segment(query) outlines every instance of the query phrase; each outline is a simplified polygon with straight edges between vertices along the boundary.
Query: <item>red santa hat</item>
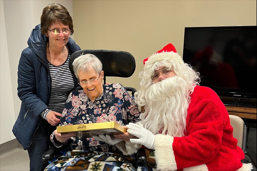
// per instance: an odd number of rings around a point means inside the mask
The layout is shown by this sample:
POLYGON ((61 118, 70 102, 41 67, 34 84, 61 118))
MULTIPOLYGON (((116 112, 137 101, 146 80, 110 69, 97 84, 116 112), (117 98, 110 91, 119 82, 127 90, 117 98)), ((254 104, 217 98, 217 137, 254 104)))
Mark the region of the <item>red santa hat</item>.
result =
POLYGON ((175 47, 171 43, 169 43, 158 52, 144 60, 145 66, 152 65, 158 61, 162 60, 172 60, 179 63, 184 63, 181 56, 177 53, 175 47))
==
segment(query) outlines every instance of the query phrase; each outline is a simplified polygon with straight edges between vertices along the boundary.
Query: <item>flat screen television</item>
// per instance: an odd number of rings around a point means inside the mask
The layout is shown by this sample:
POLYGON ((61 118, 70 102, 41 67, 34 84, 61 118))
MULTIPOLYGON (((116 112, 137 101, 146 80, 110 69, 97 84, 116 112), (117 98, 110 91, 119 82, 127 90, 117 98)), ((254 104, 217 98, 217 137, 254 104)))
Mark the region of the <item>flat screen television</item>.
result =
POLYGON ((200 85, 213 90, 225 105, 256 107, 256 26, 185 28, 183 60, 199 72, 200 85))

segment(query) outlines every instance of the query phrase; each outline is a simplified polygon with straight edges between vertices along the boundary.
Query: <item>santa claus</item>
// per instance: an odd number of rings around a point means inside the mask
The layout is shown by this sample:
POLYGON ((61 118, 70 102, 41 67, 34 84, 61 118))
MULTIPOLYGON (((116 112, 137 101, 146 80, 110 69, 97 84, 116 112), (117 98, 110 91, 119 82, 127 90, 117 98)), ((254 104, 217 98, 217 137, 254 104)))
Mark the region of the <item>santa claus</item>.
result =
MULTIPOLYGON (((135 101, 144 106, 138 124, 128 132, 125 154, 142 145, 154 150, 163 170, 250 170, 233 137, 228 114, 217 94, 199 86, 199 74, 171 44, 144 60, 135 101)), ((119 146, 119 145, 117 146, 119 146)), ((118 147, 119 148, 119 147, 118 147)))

◆ **Goal**: Pull out every row above that contains the word "flat", with uppercase and lowercase letters matching exactly.

◆ **Solution below**:
Query: <item>flat screen television</item>
Mark the region of the <item>flat screen television</item>.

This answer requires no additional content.